Work instructions: Copy exactly the lines of the records below, and only those lines, beginning with the line that contains "Target: stone building facade" and ending with the line that contains "[locate] pedestrian (one".

Input for this task:
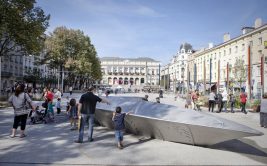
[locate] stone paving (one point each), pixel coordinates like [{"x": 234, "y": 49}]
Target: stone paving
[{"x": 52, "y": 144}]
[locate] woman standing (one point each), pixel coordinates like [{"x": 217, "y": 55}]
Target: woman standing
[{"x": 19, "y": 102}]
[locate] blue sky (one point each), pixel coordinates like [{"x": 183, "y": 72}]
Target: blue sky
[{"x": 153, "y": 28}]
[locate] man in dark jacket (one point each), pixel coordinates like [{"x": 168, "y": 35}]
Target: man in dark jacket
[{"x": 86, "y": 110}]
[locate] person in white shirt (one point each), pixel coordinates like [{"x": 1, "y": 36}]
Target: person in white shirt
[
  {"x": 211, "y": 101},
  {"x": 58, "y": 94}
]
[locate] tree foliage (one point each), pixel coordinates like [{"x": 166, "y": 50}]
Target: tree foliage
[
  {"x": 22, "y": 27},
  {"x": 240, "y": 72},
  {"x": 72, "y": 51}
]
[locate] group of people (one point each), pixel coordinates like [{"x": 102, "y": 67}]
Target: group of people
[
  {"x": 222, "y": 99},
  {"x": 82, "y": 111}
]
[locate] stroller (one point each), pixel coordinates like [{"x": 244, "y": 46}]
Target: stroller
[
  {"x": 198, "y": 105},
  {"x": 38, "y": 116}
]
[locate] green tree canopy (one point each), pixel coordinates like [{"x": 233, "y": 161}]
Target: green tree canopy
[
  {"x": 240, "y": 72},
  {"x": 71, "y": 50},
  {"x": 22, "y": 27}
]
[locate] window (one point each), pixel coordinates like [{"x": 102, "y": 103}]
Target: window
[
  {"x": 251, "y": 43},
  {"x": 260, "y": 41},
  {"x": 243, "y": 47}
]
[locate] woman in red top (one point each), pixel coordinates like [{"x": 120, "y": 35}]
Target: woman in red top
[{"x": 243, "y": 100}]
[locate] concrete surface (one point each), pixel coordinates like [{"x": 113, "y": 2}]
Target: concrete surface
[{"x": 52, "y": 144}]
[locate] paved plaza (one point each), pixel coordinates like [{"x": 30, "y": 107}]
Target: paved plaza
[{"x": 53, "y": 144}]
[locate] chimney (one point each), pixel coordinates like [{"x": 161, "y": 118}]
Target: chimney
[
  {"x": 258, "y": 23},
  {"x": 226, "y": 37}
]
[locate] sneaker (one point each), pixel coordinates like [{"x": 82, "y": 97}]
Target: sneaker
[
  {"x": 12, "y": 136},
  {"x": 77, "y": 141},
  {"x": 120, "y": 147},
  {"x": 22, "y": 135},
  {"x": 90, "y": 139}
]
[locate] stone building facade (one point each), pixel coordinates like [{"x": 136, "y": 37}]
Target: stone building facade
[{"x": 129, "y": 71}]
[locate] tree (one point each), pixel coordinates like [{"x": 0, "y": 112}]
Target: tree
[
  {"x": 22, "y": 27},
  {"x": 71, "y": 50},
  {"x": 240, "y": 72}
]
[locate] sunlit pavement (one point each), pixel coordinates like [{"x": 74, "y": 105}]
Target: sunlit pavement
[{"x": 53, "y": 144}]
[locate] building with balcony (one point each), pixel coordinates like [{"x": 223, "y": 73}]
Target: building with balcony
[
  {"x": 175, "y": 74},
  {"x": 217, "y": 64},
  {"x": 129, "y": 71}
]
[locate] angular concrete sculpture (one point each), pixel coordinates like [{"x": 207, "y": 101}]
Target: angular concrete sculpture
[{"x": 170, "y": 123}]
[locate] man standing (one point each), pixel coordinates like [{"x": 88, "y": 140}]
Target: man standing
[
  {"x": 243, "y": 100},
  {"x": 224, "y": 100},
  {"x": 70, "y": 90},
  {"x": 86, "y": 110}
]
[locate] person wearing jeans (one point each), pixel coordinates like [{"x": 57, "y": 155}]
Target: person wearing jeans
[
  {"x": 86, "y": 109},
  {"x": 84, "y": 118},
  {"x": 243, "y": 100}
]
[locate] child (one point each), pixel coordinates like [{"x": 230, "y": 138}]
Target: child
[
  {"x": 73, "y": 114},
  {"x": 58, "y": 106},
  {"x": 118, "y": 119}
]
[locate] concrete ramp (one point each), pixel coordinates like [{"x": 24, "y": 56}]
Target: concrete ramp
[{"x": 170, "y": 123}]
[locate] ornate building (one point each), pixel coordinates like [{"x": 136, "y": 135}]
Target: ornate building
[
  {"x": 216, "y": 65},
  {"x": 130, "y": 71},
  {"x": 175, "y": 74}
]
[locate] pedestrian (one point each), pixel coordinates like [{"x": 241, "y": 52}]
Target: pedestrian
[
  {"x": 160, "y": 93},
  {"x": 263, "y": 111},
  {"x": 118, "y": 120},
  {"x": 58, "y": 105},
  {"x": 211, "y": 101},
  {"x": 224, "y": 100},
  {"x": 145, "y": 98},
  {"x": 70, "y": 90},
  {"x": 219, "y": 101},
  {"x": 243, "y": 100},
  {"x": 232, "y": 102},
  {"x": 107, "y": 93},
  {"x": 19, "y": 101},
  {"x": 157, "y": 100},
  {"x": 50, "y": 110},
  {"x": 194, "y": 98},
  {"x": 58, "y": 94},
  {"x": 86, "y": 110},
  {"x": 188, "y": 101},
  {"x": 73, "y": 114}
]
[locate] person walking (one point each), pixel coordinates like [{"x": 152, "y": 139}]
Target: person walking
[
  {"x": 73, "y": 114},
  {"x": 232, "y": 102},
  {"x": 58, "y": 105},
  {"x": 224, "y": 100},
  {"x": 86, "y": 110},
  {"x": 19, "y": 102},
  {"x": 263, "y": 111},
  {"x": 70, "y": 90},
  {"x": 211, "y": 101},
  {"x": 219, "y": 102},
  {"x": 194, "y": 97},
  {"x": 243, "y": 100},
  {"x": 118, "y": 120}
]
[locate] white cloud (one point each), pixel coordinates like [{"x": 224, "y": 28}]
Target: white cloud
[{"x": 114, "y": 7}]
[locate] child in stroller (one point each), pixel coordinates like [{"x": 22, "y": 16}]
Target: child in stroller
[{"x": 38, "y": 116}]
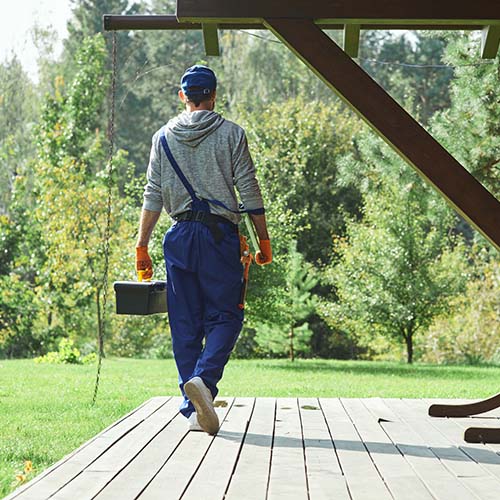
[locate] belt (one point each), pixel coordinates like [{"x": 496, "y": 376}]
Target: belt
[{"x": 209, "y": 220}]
==
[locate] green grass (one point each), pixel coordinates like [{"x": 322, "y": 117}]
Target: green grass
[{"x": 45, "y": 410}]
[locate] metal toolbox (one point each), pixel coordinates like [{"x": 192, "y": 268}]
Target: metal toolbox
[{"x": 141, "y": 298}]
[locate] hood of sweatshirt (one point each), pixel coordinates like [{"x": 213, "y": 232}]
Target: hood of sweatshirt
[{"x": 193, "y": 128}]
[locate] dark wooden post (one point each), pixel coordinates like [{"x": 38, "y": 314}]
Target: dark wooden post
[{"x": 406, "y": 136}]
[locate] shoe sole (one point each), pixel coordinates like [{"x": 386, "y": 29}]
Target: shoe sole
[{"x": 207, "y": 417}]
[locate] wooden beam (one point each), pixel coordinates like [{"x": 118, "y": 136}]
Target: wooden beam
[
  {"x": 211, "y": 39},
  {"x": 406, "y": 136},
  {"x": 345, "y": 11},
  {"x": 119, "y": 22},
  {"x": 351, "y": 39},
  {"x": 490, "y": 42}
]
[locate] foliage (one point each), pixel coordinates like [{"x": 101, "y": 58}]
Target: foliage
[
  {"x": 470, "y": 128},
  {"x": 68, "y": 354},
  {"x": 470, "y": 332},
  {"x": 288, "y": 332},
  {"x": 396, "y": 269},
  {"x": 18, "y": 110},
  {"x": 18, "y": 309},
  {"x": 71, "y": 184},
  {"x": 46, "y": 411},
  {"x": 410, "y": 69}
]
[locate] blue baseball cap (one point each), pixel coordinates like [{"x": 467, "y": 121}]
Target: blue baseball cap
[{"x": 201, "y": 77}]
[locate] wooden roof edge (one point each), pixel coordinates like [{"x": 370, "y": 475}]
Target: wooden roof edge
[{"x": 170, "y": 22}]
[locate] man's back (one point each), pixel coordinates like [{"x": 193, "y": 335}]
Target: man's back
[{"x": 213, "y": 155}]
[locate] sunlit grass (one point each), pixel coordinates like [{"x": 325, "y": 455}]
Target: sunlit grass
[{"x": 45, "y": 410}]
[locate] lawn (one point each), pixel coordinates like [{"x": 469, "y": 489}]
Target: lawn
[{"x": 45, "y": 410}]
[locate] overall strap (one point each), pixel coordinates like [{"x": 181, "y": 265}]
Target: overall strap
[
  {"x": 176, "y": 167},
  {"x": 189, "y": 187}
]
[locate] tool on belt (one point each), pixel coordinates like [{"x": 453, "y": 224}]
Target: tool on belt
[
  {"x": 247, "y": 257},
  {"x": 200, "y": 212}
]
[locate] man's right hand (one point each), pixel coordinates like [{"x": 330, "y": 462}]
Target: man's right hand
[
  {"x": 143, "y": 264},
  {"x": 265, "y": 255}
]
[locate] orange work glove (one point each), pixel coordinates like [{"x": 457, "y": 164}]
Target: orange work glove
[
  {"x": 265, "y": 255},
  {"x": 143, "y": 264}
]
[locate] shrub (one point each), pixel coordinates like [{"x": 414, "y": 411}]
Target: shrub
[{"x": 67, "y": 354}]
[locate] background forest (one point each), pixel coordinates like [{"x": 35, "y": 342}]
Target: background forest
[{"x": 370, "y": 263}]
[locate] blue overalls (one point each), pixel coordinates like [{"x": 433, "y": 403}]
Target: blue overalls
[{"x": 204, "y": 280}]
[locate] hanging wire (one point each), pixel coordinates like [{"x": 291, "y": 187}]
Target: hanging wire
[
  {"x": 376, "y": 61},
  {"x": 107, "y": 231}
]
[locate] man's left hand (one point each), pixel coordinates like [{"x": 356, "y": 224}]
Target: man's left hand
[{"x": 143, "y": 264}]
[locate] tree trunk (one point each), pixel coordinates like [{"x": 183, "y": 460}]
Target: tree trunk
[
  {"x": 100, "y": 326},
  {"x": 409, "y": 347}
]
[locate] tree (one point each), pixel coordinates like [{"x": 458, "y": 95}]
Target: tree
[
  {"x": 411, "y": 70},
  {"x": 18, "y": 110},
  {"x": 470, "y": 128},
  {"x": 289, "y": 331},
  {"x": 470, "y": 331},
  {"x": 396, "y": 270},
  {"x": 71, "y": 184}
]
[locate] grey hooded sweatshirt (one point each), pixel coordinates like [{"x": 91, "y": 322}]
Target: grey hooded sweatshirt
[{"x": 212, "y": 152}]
--
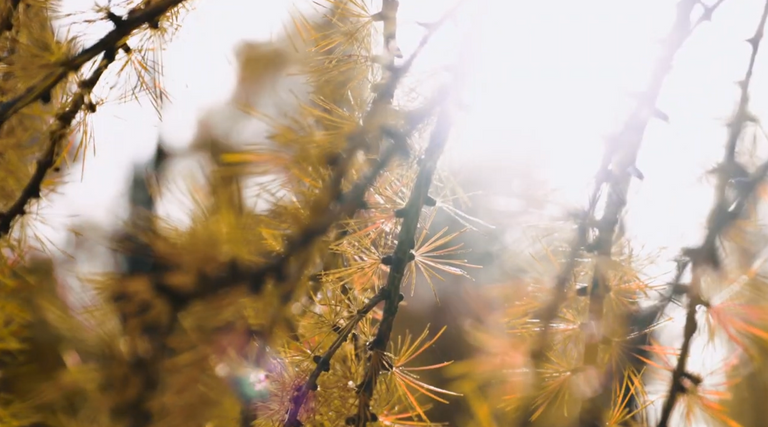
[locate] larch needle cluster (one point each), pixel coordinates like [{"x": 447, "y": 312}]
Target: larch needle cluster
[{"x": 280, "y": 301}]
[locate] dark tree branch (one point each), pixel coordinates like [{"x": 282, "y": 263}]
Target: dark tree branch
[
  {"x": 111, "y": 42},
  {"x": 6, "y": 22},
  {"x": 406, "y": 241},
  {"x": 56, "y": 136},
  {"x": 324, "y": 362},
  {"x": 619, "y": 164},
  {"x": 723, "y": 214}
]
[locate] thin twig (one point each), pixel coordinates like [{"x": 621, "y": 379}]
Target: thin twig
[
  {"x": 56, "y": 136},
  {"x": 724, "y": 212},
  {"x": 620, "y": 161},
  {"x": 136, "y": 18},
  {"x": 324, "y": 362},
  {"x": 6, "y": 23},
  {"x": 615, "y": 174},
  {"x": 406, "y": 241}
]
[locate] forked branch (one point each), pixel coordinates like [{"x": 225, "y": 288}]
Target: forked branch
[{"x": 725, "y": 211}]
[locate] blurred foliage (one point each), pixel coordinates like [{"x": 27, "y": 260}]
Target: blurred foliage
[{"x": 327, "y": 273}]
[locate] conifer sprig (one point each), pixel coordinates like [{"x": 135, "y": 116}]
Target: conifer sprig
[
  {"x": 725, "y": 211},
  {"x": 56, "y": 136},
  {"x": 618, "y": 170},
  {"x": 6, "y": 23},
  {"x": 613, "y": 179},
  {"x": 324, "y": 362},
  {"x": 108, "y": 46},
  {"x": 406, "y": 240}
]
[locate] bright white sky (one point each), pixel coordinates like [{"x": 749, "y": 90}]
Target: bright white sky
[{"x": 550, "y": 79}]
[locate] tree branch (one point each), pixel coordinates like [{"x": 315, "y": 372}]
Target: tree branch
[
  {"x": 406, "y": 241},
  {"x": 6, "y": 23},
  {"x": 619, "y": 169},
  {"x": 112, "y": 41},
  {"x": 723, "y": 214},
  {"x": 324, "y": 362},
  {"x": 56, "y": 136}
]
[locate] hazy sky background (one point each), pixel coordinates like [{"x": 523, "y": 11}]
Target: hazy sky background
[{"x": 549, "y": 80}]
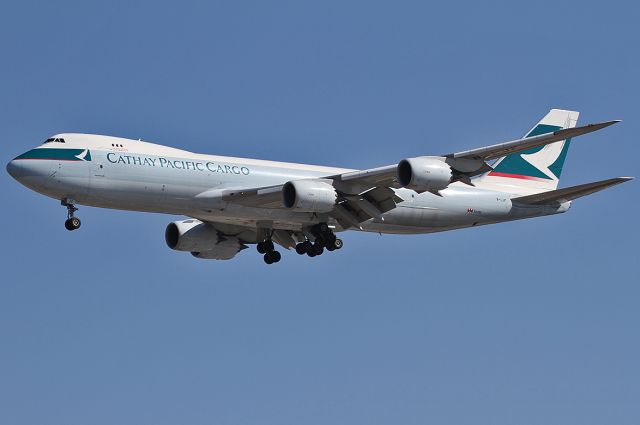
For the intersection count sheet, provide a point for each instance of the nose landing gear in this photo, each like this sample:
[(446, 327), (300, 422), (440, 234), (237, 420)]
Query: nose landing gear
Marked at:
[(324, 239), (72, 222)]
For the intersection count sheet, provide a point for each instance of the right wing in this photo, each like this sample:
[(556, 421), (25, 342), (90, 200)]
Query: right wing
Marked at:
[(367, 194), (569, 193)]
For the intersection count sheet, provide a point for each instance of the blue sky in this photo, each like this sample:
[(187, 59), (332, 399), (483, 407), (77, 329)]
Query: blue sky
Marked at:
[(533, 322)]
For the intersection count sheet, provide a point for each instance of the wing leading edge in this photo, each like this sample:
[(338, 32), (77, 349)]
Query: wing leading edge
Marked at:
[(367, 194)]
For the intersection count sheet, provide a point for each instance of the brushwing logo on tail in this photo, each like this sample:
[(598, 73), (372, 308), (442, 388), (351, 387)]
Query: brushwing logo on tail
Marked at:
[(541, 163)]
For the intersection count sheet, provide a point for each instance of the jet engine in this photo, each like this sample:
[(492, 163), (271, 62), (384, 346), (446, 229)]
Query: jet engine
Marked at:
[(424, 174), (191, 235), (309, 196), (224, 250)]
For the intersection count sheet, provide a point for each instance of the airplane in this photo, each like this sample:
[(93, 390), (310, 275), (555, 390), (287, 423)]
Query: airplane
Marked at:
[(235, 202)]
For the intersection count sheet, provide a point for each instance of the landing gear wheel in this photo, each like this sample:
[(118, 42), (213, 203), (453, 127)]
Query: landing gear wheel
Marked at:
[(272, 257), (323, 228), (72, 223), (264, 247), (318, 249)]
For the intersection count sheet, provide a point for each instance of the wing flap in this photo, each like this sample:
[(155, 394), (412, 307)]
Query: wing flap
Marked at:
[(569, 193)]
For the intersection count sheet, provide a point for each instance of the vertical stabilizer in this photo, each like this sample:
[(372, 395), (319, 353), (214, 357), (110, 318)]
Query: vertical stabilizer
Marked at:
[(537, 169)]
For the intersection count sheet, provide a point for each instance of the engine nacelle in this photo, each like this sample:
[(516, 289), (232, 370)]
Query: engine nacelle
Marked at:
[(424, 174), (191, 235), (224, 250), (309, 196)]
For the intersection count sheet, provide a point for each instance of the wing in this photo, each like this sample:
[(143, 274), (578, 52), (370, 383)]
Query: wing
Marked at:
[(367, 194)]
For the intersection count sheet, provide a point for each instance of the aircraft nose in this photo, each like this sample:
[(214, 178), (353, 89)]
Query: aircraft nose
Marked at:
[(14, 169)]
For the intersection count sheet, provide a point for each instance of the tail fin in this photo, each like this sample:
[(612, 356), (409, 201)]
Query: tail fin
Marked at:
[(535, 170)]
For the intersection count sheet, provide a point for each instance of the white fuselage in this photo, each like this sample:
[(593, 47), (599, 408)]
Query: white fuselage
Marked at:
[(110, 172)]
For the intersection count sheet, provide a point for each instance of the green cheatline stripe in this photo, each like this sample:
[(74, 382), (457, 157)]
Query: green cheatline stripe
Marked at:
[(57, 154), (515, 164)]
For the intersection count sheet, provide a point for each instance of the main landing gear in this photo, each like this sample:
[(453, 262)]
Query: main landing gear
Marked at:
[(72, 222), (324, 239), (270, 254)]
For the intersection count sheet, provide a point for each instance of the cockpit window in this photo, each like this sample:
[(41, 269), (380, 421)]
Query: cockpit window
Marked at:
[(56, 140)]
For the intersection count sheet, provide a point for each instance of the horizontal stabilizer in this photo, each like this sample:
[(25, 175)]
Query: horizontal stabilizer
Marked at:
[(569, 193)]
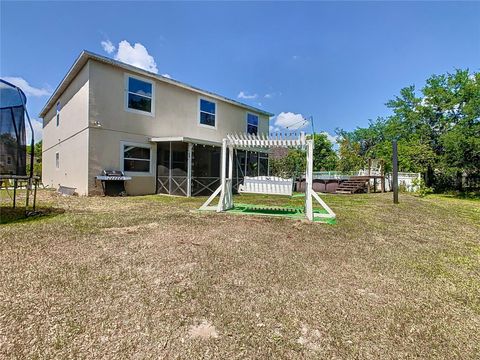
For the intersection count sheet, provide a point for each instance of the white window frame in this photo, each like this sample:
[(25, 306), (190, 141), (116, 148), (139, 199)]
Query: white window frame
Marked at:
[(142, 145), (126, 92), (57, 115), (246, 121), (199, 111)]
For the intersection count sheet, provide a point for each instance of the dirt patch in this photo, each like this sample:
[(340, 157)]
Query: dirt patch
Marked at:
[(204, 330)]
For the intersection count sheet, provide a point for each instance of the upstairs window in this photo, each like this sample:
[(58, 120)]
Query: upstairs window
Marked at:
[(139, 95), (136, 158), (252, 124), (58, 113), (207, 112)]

Final answer:
Target: stone building facade
[{"x": 129, "y": 71}]
[locate] tree (one point each), pixel coordinates like [{"x": 0, "y": 112}]
Target: tree
[
  {"x": 22, "y": 27},
  {"x": 71, "y": 50},
  {"x": 240, "y": 72}
]
[locate] sunlit pavement (one point each), pixel coordinates like [{"x": 74, "y": 105}]
Target: sunlit pavement
[{"x": 53, "y": 144}]
[locate] building with balcony (one point each), pixel coordinates like [{"x": 223, "y": 73}]
Target: building with balcony
[
  {"x": 175, "y": 74},
  {"x": 217, "y": 64},
  {"x": 129, "y": 71}
]
[locate] angular concrete sculpture (one point each), pixel coordinates like [{"x": 207, "y": 101}]
Target: angular concrete sculpture
[{"x": 170, "y": 123}]
[locate] man standing (one point each), pixel coordinates like [{"x": 88, "y": 140}]
Target: man standing
[
  {"x": 243, "y": 100},
  {"x": 224, "y": 100},
  {"x": 70, "y": 90},
  {"x": 86, "y": 110}
]
[locate] person wearing jeans (one point each), pixel coordinates like [{"x": 57, "y": 155}]
Target: person wearing jeans
[
  {"x": 86, "y": 109},
  {"x": 84, "y": 118},
  {"x": 243, "y": 100}
]
[locate] child (one point each), pixel coordinates like [{"x": 230, "y": 138}]
Target: child
[
  {"x": 73, "y": 114},
  {"x": 58, "y": 106},
  {"x": 118, "y": 119}
]
[locate] concrete ramp (one point each), pixel coordinates like [{"x": 24, "y": 56}]
Target: concrete ramp
[{"x": 170, "y": 123}]
[locate] ornate building (one point each), pixel coordinates like [{"x": 136, "y": 135}]
Target: ornate building
[
  {"x": 216, "y": 65},
  {"x": 130, "y": 71},
  {"x": 175, "y": 74}
]
[locate] pedestrian (one point each), pixel coordinates like [{"x": 241, "y": 52}]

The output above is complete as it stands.